What is being asked: Write out each line of the records below exactly as it appears, with nothing changed.

── Raw records

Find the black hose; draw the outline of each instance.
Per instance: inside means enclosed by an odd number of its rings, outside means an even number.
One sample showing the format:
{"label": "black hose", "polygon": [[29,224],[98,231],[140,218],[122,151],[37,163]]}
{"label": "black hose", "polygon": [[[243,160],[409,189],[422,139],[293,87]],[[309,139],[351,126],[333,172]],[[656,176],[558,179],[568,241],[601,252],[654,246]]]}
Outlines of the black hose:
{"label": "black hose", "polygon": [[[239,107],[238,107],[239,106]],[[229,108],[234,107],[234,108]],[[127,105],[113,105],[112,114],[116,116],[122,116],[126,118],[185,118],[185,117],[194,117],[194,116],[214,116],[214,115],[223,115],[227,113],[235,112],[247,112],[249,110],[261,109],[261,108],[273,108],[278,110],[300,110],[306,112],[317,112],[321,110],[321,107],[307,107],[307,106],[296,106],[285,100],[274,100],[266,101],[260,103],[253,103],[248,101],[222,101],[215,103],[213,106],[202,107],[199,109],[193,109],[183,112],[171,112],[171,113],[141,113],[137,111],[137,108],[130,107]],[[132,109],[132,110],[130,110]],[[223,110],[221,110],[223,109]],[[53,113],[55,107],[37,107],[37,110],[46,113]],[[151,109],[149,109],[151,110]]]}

────

Reply to the exercise:
Find the black hose; draw the outline of each instance.
Per instance: inside means enclosed by an odd number of its rings, outside means an even number.
One sample showing the format:
{"label": "black hose", "polygon": [[29,224],[98,231],[140,218],[122,151],[37,163]]}
{"label": "black hose", "polygon": [[[243,160],[409,189],[422,139],[293,87]],[[309,139],[351,126],[333,172]],[[656,176],[558,179],[568,241],[601,252],[654,246]]]}
Outlines of the black hose:
{"label": "black hose", "polygon": [[[239,107],[238,107],[239,106]],[[229,108],[234,107],[234,108]],[[127,105],[113,105],[112,114],[116,116],[122,116],[126,118],[185,118],[185,117],[194,117],[194,116],[214,116],[214,115],[223,115],[227,113],[235,112],[247,112],[249,110],[261,109],[261,108],[273,108],[278,110],[300,110],[306,112],[317,112],[321,110],[321,107],[307,107],[307,106],[296,106],[285,100],[274,100],[266,101],[260,103],[253,103],[248,101],[222,101],[215,103],[213,106],[202,107],[199,109],[193,109],[183,112],[171,112],[171,113],[141,113],[137,111],[137,108],[130,107]],[[132,109],[132,110],[130,110]],[[223,110],[221,110],[223,109]],[[53,113],[55,107],[37,107],[37,110],[46,113]],[[151,109],[149,109],[151,110]]]}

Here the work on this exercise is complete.